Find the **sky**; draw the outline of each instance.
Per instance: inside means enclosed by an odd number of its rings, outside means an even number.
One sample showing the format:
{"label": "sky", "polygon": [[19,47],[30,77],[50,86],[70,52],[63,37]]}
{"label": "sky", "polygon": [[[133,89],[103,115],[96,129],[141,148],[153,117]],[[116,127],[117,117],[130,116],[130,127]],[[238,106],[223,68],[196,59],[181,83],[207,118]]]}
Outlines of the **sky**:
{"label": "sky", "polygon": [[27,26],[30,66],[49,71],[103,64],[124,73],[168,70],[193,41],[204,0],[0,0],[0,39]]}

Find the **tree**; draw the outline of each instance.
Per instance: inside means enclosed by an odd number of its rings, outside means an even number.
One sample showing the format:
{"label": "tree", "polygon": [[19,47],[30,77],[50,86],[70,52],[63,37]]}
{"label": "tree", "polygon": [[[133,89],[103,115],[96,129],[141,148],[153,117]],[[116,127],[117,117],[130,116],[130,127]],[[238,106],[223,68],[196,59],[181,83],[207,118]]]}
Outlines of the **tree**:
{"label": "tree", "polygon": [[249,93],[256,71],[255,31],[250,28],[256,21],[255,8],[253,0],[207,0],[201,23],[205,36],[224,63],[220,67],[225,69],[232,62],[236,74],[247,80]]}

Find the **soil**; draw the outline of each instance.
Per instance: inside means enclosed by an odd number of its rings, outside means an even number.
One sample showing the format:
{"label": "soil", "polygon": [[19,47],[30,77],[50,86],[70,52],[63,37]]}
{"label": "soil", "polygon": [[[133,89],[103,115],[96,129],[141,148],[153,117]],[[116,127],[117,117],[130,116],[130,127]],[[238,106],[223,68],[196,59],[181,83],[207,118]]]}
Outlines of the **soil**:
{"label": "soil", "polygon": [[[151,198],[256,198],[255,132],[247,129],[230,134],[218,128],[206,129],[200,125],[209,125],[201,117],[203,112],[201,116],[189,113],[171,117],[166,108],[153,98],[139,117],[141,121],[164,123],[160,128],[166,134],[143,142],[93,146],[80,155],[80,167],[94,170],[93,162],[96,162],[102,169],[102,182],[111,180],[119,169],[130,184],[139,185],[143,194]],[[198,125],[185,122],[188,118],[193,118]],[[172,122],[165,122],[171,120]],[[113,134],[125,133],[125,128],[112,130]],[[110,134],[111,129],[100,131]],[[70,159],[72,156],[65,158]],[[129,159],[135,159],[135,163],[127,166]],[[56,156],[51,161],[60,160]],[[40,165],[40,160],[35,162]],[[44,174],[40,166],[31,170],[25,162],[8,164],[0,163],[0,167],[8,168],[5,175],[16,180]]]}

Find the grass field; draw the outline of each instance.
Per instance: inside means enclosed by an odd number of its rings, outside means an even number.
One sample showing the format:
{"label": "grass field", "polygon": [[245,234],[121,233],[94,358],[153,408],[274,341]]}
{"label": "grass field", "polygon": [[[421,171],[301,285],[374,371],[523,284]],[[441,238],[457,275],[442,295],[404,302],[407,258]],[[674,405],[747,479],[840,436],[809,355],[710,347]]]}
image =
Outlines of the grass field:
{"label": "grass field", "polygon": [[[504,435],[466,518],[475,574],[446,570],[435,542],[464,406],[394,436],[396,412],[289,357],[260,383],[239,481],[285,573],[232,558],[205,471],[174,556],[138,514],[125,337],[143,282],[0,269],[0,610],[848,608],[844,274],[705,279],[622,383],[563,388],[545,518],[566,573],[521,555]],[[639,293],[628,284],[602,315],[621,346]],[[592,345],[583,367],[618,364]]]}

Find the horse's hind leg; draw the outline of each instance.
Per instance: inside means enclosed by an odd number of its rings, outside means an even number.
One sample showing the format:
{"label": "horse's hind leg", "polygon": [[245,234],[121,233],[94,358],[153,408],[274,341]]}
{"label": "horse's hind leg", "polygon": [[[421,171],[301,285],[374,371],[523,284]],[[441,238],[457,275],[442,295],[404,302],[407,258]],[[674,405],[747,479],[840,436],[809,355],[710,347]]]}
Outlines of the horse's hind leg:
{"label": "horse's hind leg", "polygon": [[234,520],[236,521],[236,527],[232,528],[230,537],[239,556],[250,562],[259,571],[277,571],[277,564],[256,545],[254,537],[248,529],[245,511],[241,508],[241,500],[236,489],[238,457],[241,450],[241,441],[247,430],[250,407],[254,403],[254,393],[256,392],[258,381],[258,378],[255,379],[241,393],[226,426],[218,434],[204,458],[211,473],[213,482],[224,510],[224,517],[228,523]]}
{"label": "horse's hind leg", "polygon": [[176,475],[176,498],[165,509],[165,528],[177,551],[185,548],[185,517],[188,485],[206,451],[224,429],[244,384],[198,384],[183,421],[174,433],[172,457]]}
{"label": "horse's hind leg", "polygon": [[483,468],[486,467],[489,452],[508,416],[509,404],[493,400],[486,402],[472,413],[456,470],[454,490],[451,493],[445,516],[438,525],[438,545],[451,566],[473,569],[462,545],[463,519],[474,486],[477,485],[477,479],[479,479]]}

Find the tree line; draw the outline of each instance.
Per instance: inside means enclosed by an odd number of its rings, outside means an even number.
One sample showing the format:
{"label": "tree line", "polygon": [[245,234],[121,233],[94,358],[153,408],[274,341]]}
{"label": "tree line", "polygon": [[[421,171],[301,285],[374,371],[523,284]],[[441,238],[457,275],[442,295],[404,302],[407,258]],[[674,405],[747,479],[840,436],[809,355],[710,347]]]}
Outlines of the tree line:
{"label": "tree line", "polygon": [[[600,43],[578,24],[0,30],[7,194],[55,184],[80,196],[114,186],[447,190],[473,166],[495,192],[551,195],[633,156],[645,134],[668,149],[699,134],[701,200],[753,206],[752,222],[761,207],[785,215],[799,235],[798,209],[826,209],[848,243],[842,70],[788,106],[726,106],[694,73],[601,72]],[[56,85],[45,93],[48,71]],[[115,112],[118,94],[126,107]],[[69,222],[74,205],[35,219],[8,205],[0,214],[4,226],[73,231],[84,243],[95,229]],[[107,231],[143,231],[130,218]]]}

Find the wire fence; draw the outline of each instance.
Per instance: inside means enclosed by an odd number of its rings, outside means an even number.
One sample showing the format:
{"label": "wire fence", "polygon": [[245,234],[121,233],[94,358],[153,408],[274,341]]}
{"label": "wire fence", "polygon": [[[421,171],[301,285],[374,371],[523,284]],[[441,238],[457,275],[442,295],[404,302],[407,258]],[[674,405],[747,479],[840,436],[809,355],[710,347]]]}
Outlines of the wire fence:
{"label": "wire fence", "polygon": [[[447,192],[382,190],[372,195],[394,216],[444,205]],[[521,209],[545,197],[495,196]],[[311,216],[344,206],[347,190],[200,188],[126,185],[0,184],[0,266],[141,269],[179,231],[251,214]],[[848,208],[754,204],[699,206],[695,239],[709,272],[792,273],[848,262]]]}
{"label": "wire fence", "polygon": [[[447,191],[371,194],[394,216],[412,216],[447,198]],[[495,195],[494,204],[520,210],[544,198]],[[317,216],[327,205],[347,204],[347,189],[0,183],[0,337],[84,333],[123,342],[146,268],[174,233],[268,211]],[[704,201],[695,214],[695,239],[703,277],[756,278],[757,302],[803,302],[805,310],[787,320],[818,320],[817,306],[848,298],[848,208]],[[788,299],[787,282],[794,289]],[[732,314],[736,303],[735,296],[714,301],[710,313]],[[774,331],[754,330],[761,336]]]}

──────────

What the task requires:
Edit the lines above so that every occurrence of "One sample showing the format" reads "A single example of the format". Leave everything else unchanged.

Task response:
Find the **sky**; draw the outline of each instance.
Per instance: inside means enclosed by an odd number of its rings, outside means an even number.
A single example of the format:
{"label": "sky", "polygon": [[19,47],[30,77],[50,86],[70,52],[63,37]]}
{"label": "sky", "polygon": [[[133,89],[103,115],[96,129],[141,148],[153,117]],[[116,127],[117,117],[130,116],[130,127]],[[238,106],[223,68],[196,59],[181,83],[207,118]]]}
Outlines of the **sky**:
{"label": "sky", "polygon": [[27,26],[30,66],[49,71],[103,64],[124,73],[168,70],[193,41],[204,0],[0,0],[0,39]]}

Find the **tree**; draw the outline of each instance.
Per instance: inside means enclosed by an odd number of its rings, outside means an even number.
A single example of the format:
{"label": "tree", "polygon": [[19,47],[30,77],[50,86],[70,52],[63,37]]}
{"label": "tree", "polygon": [[[133,89],[103,115],[96,129],[141,148],[153,117]],[[116,127],[117,117],[130,116],[130,127]],[[238,106],[223,68],[196,59],[181,83],[207,118]]]}
Outlines of the **tree**:
{"label": "tree", "polygon": [[249,93],[256,71],[255,31],[250,28],[256,21],[255,8],[253,0],[207,0],[201,23],[205,36],[224,63],[220,67],[225,69],[232,62],[236,74],[247,80]]}

Find the **soil**; draw the outline of each instance.
Per instance: inside means enclosed by an odd number of its rings, outside means an even number.
A single example of the format:
{"label": "soil", "polygon": [[19,47],[30,77],[50,86],[70,52],[63,37]]}
{"label": "soil", "polygon": [[[133,89],[103,115],[96,129],[141,148],[153,117]],[[116,127],[117,117],[130,116],[130,127]],[[238,106],[223,68],[196,59],[181,83],[207,118]]]}
Outlines of the **soil**:
{"label": "soil", "polygon": [[[151,198],[256,198],[255,132],[247,129],[230,134],[218,128],[206,129],[200,125],[209,125],[201,117],[203,112],[201,116],[189,113],[171,117],[166,108],[153,98],[139,117],[141,121],[164,123],[160,128],[166,134],[143,142],[93,146],[80,155],[80,167],[94,170],[93,162],[96,162],[102,169],[102,182],[111,180],[119,169],[130,184],[139,185],[143,194]],[[198,125],[185,122],[188,118],[193,118]],[[172,122],[165,122],[171,120]],[[113,134],[125,133],[125,128],[112,130]],[[110,134],[111,129],[100,131]],[[70,159],[72,156],[65,158]],[[129,159],[135,159],[135,163],[127,166]],[[56,156],[51,161],[60,160]],[[40,165],[40,160],[35,162]],[[44,174],[40,166],[31,170],[25,162],[8,164],[0,163],[0,167],[8,168],[5,175],[16,180]]]}

Find the grass field; draw the outline of each instance.
Per instance: inside means enclosed by an odd number of its rings, outside means an even number.
A single example of the format:
{"label": "grass field", "polygon": [[245,234],[121,233],[94,358],[153,408],[274,341]]}
{"label": "grass field", "polygon": [[[421,171],[301,285],[374,371],[523,284]],[[441,238],[457,275],[442,295],[404,302],[407,258]],[[674,405],[747,479],[840,436],[809,355],[710,347]]]}
image =
Outlines of the grass field:
{"label": "grass field", "polygon": [[[504,435],[466,518],[475,574],[446,570],[435,542],[464,406],[394,436],[396,412],[289,357],[260,383],[239,481],[285,573],[232,558],[205,471],[174,556],[138,514],[125,337],[143,282],[0,269],[0,610],[848,608],[844,274],[705,279],[622,383],[563,388],[545,518],[566,573],[521,555]],[[639,293],[628,284],[602,315],[621,346]],[[592,345],[583,367],[618,364]]]}

Find the horse's hind leg; draw the outline of each instance.
Per instance: inside means enclosed by an odd number of its rings, outside means an even number.
A single example of the format:
{"label": "horse's hind leg", "polygon": [[245,234],[121,233],[94,358],[153,408],[274,341]]}
{"label": "horse's hind leg", "polygon": [[[421,171],[301,285],[374,371],[523,284]],[[441,238],[457,275],[442,295],[404,302],[407,258]],[[674,405],[747,479],[840,436],[809,355],[710,347]]]}
Outlines of the horse's hind leg:
{"label": "horse's hind leg", "polygon": [[234,520],[236,521],[236,527],[232,528],[230,537],[239,556],[250,562],[259,571],[277,571],[277,564],[256,545],[254,537],[248,529],[245,511],[241,508],[241,500],[236,489],[238,457],[241,450],[241,441],[247,430],[250,407],[254,403],[254,393],[256,392],[258,381],[258,378],[255,379],[241,393],[226,426],[218,434],[204,458],[211,473],[213,482],[224,510],[224,517],[228,523]]}
{"label": "horse's hind leg", "polygon": [[176,475],[176,498],[165,509],[165,528],[177,551],[185,548],[185,517],[188,485],[206,451],[224,429],[244,384],[198,384],[183,421],[174,433],[172,457]]}
{"label": "horse's hind leg", "polygon": [[483,468],[486,467],[489,452],[508,416],[509,404],[493,400],[486,402],[472,413],[456,470],[454,490],[451,493],[445,516],[438,525],[438,545],[451,566],[473,569],[462,545],[463,519],[474,486],[477,485],[477,479],[479,479]]}

Find the tree line; draw the outline of each instance.
Per instance: inside means enclosed by an odd number of its rings, outside means an even number.
A single example of the format:
{"label": "tree line", "polygon": [[245,234],[121,233],[94,358],[153,408],[274,341]]}
{"label": "tree line", "polygon": [[[421,171],[301,285],[374,371],[523,284]],[[441,238],[457,275],[442,295],[404,302],[407,258]],[[674,405],[747,479],[840,436],[809,355],[710,347]]]}
Outlines of the tree line:
{"label": "tree line", "polygon": [[[600,43],[578,24],[0,30],[7,194],[55,184],[80,196],[114,186],[447,190],[473,166],[495,192],[551,195],[633,156],[645,134],[668,149],[699,134],[701,200],[753,206],[752,222],[761,207],[785,215],[799,235],[798,209],[826,209],[848,243],[842,70],[788,106],[726,106],[694,73],[601,72]],[[56,85],[45,93],[48,71]],[[115,112],[118,94],[126,107]],[[69,222],[74,205],[35,219],[8,205],[0,214],[4,226],[73,231],[84,243],[95,229]],[[107,231],[143,231],[130,218]]]}

Find the wire fence; draw the outline of each instance.
Per instance: inside means enclosed by an odd number of its rings, outside means an even number.
A single example of the format:
{"label": "wire fence", "polygon": [[245,234],[121,233],[94,358],[153,408],[274,341]]}
{"label": "wire fence", "polygon": [[[421,171],[301,285],[374,371],[523,284]],[[441,238],[457,275],[442,295],[404,302],[407,258]],[[674,405],[747,479],[840,436],[809,355],[710,347]]]}
Outlines of the wire fence:
{"label": "wire fence", "polygon": [[[447,192],[382,190],[372,195],[394,216],[444,205]],[[521,209],[545,197],[495,196]],[[311,216],[344,206],[347,190],[200,188],[126,185],[0,184],[0,266],[141,269],[179,231],[251,214]],[[848,208],[754,204],[699,206],[695,239],[709,272],[792,273],[848,262]]]}
{"label": "wire fence", "polygon": [[[447,191],[371,194],[394,216],[412,216],[447,198]],[[495,195],[494,204],[520,210],[544,198]],[[317,216],[327,205],[347,204],[347,189],[0,183],[0,337],[84,333],[123,342],[146,268],[174,233],[268,211]],[[704,201],[695,214],[695,239],[703,277],[756,278],[757,302],[803,302],[805,310],[787,320],[818,320],[817,306],[848,298],[848,208]],[[788,299],[787,282],[794,289]],[[732,314],[736,303],[735,296],[714,301],[710,313]],[[774,331],[754,330],[761,336]]]}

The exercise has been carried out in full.